_TASK MATERIAL_:
§

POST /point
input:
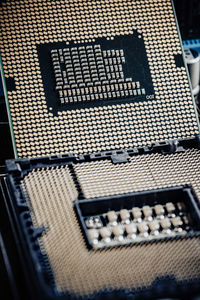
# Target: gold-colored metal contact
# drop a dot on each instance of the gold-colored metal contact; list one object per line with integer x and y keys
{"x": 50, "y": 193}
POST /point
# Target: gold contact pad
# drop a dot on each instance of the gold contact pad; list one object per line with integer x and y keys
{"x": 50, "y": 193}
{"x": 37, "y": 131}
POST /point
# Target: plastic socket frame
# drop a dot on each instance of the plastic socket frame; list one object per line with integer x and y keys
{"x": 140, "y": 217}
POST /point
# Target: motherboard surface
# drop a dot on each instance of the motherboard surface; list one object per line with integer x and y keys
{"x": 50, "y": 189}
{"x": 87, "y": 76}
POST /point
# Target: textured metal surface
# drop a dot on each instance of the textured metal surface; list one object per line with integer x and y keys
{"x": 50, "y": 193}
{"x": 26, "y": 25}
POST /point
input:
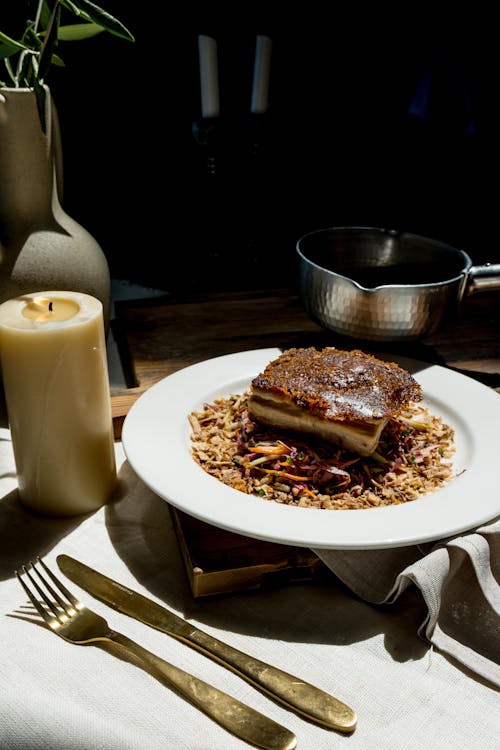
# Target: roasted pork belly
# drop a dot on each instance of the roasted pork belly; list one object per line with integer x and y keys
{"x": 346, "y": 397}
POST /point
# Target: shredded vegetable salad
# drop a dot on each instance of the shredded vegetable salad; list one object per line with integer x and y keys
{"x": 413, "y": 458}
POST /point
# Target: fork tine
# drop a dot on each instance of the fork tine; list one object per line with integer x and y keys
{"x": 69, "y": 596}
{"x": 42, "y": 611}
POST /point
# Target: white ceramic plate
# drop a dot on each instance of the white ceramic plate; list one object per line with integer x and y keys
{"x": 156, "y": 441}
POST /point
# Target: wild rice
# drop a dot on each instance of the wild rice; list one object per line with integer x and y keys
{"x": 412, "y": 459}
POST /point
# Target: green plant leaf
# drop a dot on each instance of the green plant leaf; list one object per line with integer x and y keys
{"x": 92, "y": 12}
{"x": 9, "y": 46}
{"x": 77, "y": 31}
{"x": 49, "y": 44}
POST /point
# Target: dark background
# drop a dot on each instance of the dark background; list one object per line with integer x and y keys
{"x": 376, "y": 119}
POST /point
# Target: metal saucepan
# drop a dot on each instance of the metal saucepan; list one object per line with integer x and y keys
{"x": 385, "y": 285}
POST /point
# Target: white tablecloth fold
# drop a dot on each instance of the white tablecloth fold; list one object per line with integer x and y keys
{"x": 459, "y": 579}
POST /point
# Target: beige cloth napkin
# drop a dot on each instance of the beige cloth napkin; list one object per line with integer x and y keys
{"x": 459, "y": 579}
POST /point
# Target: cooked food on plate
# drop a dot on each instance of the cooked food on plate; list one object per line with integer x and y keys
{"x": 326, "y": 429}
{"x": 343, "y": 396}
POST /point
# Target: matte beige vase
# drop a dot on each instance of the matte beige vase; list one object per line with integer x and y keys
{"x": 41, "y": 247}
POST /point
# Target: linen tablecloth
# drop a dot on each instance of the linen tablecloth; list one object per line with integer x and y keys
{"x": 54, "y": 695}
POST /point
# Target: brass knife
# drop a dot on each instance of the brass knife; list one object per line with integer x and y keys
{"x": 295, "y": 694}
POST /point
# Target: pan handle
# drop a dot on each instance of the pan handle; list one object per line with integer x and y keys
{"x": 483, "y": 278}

§

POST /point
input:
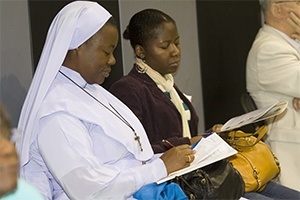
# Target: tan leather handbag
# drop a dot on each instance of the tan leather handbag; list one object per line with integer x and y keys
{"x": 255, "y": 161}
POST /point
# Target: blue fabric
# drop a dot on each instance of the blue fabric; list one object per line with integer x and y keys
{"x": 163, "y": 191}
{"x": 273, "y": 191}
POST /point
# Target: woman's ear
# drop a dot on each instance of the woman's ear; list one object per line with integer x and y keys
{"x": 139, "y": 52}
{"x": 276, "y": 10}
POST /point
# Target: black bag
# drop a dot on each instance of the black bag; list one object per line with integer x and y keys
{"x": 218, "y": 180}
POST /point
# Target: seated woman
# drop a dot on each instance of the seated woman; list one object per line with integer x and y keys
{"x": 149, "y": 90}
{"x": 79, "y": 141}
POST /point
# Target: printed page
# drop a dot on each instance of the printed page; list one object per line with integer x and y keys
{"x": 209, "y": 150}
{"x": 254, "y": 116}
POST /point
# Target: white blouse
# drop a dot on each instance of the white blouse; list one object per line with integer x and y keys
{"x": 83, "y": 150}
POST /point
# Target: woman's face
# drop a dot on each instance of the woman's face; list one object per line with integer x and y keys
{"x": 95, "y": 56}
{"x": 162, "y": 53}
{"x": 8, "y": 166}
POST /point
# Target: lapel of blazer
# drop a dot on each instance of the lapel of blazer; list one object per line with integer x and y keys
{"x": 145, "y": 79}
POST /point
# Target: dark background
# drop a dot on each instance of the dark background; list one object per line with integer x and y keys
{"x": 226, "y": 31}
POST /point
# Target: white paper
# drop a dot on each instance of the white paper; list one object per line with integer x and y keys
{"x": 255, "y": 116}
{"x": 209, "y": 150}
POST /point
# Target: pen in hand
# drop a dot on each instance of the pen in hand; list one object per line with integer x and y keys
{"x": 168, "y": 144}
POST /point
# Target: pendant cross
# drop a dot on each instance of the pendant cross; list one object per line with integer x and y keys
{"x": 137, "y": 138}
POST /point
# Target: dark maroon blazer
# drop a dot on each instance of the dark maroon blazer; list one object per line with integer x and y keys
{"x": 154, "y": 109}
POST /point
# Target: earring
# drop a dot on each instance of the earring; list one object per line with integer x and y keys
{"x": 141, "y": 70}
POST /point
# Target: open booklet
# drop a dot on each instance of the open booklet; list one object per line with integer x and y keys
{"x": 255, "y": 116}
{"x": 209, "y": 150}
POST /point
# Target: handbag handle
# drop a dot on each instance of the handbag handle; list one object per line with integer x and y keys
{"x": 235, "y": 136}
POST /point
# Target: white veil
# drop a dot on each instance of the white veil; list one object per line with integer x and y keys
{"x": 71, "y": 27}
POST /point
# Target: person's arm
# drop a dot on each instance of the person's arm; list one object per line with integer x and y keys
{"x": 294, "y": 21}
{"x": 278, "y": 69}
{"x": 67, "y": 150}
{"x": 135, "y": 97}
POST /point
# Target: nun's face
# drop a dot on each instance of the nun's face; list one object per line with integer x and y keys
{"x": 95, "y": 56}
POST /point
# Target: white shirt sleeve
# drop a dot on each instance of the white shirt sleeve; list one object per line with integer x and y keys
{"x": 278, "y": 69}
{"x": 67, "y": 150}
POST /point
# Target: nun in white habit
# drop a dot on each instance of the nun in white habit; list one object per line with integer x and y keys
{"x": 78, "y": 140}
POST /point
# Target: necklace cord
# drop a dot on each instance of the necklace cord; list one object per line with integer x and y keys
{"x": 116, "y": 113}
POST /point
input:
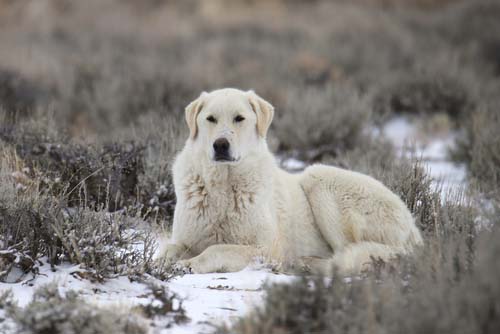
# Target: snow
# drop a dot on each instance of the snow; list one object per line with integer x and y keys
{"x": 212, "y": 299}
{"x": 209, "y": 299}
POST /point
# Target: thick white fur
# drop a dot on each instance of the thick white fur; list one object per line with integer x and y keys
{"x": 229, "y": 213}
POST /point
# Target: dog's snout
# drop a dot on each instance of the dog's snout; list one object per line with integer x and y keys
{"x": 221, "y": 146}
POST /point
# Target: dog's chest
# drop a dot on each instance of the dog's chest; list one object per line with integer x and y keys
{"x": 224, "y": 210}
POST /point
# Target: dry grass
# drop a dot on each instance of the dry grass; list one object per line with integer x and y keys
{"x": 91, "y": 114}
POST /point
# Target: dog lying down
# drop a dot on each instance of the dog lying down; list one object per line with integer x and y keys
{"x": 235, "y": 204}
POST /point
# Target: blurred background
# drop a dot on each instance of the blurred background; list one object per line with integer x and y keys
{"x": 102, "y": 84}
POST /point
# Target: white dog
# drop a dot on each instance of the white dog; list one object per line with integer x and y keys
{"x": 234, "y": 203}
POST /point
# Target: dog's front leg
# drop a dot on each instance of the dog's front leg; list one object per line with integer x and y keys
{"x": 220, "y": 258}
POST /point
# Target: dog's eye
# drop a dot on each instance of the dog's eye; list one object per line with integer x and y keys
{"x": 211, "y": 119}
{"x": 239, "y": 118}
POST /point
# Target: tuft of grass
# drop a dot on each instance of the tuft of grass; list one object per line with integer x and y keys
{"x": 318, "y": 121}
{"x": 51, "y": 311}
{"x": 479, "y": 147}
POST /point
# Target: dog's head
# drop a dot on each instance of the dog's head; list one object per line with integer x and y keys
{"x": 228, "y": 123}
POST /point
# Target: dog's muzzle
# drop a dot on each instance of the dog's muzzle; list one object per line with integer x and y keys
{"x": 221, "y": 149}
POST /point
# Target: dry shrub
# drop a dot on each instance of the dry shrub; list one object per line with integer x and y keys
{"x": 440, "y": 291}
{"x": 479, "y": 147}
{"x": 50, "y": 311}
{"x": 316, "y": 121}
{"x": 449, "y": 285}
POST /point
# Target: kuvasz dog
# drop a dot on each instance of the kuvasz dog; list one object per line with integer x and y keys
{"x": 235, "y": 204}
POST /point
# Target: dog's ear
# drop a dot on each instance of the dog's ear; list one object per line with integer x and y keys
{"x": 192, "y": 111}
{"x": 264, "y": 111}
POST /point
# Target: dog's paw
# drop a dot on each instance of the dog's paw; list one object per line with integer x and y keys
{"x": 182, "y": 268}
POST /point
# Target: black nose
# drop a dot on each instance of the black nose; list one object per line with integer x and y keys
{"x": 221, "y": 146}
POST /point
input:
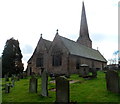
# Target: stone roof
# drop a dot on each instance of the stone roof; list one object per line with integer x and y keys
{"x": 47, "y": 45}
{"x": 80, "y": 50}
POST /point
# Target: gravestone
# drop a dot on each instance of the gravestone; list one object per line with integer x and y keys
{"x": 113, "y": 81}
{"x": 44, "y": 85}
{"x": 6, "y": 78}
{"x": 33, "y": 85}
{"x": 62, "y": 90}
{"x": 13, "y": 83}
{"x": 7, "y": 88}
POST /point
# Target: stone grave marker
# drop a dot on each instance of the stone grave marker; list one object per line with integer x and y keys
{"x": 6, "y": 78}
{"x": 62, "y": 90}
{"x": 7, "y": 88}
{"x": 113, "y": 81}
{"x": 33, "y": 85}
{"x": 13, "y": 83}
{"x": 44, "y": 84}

§

Locate each line in the rows above that contains the string "linen", and copy every such line.

_RESPONSE TO THE EXERCISE_:
# Target: linen tablecloth
# drop a dot on each instance of the linen tablecloth; list one object per line with integer x and y keys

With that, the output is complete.